• [Input records]

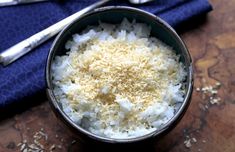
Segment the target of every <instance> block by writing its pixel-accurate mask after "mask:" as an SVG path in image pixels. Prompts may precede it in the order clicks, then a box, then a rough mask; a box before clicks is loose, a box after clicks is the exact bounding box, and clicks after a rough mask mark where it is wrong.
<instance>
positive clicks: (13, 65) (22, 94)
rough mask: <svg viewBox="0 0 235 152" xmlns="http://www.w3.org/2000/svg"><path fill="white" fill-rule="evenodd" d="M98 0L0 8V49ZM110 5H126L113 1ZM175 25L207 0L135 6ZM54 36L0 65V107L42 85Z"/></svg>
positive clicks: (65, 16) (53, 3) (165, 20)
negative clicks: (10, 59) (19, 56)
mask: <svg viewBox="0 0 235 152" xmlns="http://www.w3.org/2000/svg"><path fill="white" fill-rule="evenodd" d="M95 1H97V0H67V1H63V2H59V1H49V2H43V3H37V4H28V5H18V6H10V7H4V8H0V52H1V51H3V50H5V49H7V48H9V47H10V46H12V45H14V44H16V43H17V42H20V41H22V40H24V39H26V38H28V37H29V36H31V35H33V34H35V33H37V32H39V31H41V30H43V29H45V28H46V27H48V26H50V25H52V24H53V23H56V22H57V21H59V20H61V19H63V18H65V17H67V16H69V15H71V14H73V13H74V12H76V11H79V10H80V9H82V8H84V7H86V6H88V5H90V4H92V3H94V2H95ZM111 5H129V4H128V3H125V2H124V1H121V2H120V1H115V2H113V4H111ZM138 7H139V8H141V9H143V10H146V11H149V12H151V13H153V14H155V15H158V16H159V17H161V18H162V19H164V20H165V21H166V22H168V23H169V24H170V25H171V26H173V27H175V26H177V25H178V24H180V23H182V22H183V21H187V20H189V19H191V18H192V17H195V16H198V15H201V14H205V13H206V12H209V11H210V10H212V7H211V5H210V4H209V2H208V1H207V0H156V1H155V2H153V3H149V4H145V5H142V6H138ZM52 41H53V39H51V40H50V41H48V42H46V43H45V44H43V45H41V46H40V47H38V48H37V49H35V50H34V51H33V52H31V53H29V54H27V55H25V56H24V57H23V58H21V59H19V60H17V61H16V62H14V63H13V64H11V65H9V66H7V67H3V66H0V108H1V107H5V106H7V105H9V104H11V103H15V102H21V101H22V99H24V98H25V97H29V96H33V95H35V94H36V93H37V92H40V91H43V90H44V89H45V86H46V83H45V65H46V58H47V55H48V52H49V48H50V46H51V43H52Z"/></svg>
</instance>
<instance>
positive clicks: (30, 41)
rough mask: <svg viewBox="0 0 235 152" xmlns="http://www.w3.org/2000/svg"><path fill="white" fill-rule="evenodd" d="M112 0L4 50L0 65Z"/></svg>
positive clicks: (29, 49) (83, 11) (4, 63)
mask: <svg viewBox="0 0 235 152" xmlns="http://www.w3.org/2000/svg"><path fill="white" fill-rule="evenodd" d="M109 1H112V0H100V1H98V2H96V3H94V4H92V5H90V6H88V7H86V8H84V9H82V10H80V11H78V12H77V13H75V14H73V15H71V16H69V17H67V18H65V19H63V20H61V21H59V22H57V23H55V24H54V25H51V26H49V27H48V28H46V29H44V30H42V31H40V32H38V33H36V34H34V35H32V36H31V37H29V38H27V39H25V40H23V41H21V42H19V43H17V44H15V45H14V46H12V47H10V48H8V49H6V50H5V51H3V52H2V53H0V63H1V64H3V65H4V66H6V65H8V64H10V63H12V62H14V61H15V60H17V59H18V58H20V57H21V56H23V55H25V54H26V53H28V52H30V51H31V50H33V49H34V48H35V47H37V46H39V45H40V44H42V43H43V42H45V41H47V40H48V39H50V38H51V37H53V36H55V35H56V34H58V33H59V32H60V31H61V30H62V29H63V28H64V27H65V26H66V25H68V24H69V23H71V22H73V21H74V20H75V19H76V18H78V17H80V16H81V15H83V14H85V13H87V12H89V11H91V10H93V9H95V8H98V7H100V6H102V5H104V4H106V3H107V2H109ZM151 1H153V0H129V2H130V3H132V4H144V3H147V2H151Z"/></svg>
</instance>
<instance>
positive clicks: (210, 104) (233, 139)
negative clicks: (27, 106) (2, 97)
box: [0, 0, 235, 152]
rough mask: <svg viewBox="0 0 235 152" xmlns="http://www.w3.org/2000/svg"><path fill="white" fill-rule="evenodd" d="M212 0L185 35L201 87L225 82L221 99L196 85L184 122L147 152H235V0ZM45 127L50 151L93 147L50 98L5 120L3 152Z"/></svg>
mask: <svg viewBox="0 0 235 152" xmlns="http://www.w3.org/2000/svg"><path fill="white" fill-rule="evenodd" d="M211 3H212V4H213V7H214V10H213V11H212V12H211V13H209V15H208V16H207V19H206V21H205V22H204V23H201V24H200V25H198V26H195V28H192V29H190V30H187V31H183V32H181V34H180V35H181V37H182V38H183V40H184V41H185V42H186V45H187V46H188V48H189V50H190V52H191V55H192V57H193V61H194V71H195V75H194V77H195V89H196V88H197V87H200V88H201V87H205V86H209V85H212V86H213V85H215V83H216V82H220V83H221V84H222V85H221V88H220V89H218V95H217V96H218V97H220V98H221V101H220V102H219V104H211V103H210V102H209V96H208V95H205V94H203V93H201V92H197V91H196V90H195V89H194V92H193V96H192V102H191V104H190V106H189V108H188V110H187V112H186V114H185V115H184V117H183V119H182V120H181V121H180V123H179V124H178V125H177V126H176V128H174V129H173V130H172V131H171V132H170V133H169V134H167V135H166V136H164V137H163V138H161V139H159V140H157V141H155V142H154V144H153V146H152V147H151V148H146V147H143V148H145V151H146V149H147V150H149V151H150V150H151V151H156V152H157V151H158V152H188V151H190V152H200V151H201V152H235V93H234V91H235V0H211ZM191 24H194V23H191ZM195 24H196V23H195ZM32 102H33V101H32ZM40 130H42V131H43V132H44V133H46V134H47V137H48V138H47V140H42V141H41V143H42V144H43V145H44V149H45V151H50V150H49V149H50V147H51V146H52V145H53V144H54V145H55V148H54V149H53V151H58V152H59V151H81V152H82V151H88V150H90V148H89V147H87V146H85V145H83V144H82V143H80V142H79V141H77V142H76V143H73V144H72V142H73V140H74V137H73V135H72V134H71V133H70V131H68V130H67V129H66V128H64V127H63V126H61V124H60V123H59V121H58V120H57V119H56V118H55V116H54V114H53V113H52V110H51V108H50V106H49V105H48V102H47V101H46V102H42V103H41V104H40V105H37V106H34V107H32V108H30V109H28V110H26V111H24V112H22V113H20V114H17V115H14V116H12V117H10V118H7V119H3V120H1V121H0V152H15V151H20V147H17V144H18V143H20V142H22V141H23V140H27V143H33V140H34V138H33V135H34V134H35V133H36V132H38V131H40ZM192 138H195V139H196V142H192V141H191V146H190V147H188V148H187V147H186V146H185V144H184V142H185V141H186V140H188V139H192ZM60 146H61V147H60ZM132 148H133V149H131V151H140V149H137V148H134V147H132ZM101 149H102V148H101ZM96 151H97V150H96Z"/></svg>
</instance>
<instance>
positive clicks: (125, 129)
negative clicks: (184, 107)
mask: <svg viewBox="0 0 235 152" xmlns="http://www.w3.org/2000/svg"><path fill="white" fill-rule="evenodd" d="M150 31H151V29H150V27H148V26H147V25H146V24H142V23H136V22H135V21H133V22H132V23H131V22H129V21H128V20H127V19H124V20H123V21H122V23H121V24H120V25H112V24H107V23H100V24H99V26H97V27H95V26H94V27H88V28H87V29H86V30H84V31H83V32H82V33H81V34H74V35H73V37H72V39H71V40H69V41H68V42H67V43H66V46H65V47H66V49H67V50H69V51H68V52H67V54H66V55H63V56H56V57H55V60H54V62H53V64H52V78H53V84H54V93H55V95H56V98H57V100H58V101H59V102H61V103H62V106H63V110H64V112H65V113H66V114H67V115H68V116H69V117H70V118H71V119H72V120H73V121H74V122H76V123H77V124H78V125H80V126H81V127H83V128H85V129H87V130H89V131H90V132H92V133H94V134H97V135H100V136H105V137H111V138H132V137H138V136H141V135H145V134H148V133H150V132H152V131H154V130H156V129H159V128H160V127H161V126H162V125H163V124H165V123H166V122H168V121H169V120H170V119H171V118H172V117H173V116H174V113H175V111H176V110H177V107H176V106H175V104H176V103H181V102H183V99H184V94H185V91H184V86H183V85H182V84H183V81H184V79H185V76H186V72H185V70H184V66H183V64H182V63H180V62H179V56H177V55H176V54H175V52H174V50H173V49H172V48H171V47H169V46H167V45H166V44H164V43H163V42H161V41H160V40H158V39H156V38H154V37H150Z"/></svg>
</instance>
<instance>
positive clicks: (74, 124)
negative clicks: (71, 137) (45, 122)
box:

• [Exercise objective]
Please display, in full, every line of the data above that contains the word "clicks".

• [Response below]
Segment the target of every <instance> block by writing its pixel-accurate mask after "mask:" as an SVG path in image pixels. Prompts may precede it in the order clicks, then a box, then a rough mask; a box before clicks is loose, a box after clicks is the exact bounding box, and clicks after a rough mask mark where it is wrong.
positive clicks: (13, 65) (22, 94)
positive clicks: (65, 16) (53, 3) (165, 20)
negative clicks: (10, 59) (19, 56)
positive clicks: (30, 41)
positive clicks: (29, 49) (83, 11) (4, 63)
positive clicks: (210, 104) (233, 139)
negative clicks: (27, 106) (2, 97)
positive clicks: (125, 129)
negative clicks: (184, 107)
positive clicks: (74, 124)
negative clicks: (71, 137) (45, 122)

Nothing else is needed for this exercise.